* **AUSGEWÄHLTER TEXTAUSZUG**:
* * * * *

Fortsetzung
Dagegen sehr zu empfehlen für kathol. Geistliche und Laien ist das nicht weit von Wustrow gelegne Ostseebad Müritz. Daselbst befindet sich eine katholische Kirche bezw. Eine Kapelle und eine katholische Seelsorgstelle. Dem Geistlichen ist dort Gelegenheit gegeben täglich zu zelebrieren und die katholischen Laien können täglich, oder wenigstens jeden Sonntag den Gottesdienst besuchen. In Müritz ist ein kathol. Kinderheim und ein vom Bischof von Osnabrück errichtetes Kurhaus für Kurgäste jeder Konfession. Für Kost und Verpflegung werden gezahlt 7-8 M täglich.

* * * * *

(Auszüge aus Punktannotationsdaten)
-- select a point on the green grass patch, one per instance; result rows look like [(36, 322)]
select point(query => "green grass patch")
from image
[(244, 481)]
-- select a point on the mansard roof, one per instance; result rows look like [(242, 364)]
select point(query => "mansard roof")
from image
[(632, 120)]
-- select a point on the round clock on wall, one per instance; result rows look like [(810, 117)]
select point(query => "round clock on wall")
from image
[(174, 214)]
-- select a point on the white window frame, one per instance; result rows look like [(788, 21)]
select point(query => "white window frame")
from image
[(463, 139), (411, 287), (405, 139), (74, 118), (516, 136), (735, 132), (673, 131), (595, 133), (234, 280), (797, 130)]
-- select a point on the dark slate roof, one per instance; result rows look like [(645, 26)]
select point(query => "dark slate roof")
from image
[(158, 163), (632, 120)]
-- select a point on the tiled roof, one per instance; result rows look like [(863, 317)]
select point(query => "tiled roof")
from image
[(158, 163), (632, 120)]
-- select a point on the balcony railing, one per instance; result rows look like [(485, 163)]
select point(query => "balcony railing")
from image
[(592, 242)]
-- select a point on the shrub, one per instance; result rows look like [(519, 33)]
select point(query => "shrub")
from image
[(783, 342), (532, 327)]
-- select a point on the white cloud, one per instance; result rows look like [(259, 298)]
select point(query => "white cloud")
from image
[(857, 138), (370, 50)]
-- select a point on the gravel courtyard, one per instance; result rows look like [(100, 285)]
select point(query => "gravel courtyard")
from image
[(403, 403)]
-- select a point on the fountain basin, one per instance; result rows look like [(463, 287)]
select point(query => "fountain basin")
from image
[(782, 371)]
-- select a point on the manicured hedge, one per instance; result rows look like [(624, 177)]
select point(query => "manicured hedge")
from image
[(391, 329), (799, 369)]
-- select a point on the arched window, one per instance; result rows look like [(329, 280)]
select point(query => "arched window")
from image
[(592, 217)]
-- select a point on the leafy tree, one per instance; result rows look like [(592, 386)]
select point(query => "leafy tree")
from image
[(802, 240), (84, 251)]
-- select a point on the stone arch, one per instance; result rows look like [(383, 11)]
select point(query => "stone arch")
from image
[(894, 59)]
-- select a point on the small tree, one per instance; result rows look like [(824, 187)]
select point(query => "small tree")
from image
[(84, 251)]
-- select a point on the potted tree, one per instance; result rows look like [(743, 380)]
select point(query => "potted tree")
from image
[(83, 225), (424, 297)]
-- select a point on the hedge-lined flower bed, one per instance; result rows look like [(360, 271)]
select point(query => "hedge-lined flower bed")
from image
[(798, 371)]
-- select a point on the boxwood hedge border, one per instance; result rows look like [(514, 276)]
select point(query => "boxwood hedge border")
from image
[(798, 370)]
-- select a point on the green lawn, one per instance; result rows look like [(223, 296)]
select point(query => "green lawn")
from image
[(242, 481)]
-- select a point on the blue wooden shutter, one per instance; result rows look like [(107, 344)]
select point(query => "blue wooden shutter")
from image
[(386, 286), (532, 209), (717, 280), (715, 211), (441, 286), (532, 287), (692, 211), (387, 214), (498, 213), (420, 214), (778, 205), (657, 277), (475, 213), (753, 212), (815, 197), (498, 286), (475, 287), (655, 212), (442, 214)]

* * * * *

* **DEINE AUFGABEN**:
(A) Entnimm dem Text über das Ostseebad Müritz wortgetreu den Abschnitt von „Fortsetzung“ bis einschließlich „7-8 M täglich.“.
(B) Schreibe die Auflistung vom Anfang bis einschließlich der Zeile mit „[(857, 138), (370, 50)]“ unverändert ab.
Die Auflistung hat mit dem Text über das Ostseebad Müritz nichts zu tun.

* **LÖSUNGEN JE AUFGABE**:
(A)
Fortsetzung
Dagegen sehr zu empfehlen für kathol. Geistliche und Laien ist das nicht weit von Wustrow gelegne Ostseebad Müritz. Daselbst befindet sich eine katholische Kirche bezw. Eine Kapelle und eine katholische Seelsorgstelle. Dem Geistlichen ist dort Gelegenheit gegeben täglich zu zelebrieren und die katholischen Laien können täglich, oder wenigstens jeden Sonntag den Gottesdienst besuchen. In Müritz ist ein kathol. Kinderheim und ein vom Bischof von Osnabrück errichtetes Kurhaus für Kurgäste jeder Konfession. Für Kost und Verpflegung werden gezahlt 7-8 M täglich.

(B)
-- select a point on the green grass patch, one per instance; result rows look like [(36, 322)]
select point(query => "green grass patch")
from image
[(244, 481)]
-- select a point on the mansard roof, one per instance; result rows look like [(242, 364)]
select point(query => "mansard roof")
from image
[(632, 120)]
-- select a point on the round clock on wall, one per instance; result rows look like [(810, 117)]
select point(query => "round clock on wall")
from image
[(174, 214)]
-- select a point on the white window frame, one per instance; result rows look like [(788, 21)]
select point(query => "white window frame")
from image
[(463, 139), (411, 287), (405, 139), (74, 118), (516, 136), (735, 132), (673, 131), (595, 133), (234, 280), (797, 130)]
-- select a point on the dark slate roof, one per instance; result rows look like [(645, 26)]
select point(query => "dark slate roof")
from image
[(158, 163), (632, 120)]
-- select a point on the tiled roof, one per instance; result rows look like [(863, 317)]
select point(query => "tiled roof")
from image
[(158, 163), (632, 120)]
-- select a point on the balcony railing, one per instance; result rows look like [(485, 163)]
select point(query => "balcony railing")
from image
[(592, 242)]
-- select a point on the shrub, one per instance; result rows look like [(519, 33)]
select point(query => "shrub")
from image
[(783, 342), (532, 327)]
-- select a point on the white cloud, one per instance; result rows look like [(259, 298)]
select point(query => "white cloud")
from image
[(857, 138), (370, 50)]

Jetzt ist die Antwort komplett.